• PROBLEM
Render the lines from the one containing "Return the mask of every instance of the building" through the end of the items, inclusive, as a JSON list of strings with one string per line and blank lines omitted.

• DATA FOR THIS EXERCISE
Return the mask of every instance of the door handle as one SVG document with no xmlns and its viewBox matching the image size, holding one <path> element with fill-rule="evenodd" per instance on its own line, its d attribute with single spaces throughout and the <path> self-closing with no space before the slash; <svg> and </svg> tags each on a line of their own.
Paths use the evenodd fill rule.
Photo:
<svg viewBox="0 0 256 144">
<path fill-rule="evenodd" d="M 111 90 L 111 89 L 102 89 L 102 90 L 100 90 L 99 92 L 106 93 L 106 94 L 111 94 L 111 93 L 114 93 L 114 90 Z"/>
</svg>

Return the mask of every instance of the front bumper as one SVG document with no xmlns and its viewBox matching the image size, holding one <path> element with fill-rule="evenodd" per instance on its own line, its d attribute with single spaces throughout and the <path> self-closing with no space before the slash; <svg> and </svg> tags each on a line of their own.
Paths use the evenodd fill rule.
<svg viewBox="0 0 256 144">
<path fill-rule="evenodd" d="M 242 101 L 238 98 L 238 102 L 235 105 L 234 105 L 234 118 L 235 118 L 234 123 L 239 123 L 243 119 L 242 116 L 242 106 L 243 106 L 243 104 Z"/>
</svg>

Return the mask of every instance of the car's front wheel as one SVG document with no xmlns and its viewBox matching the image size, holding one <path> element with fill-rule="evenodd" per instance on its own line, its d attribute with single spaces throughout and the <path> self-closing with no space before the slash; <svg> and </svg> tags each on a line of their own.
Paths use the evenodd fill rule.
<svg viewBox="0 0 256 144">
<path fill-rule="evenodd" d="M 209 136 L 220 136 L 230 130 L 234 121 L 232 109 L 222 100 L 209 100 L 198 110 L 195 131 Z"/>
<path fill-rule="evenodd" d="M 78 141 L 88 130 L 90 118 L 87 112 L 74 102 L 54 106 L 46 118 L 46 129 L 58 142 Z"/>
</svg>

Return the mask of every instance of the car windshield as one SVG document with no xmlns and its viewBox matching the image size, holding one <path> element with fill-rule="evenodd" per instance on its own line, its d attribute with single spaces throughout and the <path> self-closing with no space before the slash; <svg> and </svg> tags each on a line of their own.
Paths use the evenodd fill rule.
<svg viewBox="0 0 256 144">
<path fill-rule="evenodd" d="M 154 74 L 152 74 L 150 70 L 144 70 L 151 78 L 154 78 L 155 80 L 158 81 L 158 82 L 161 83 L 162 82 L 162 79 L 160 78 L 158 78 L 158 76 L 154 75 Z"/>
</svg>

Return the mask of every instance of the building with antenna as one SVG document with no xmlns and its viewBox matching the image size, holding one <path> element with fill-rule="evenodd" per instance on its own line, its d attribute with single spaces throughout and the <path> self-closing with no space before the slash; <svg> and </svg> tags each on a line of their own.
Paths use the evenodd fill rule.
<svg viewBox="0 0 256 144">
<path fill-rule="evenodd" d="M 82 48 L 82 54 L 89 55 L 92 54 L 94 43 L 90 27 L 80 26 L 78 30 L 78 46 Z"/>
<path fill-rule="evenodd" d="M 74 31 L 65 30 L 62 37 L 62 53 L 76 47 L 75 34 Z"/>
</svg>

• ANSWER TO THE PROBLEM
[
  "Return the mask of every instance of the building with antenna as one SVG document with no xmlns and its viewBox matching the image size, holding one <path> element with fill-rule=\"evenodd\" per instance on its own line, its d attribute with single spaces throughout and the <path> self-closing with no space before the slash; <svg> and </svg> tags each on a line of their own.",
  "Paths use the evenodd fill rule.",
  "<svg viewBox=\"0 0 256 144\">",
  "<path fill-rule=\"evenodd\" d=\"M 82 48 L 82 54 L 89 55 L 92 54 L 94 43 L 90 27 L 80 26 L 78 30 L 78 46 Z\"/>",
  "<path fill-rule=\"evenodd\" d=\"M 74 31 L 65 30 L 62 37 L 62 53 L 76 47 L 75 34 Z\"/>",
  "</svg>"
]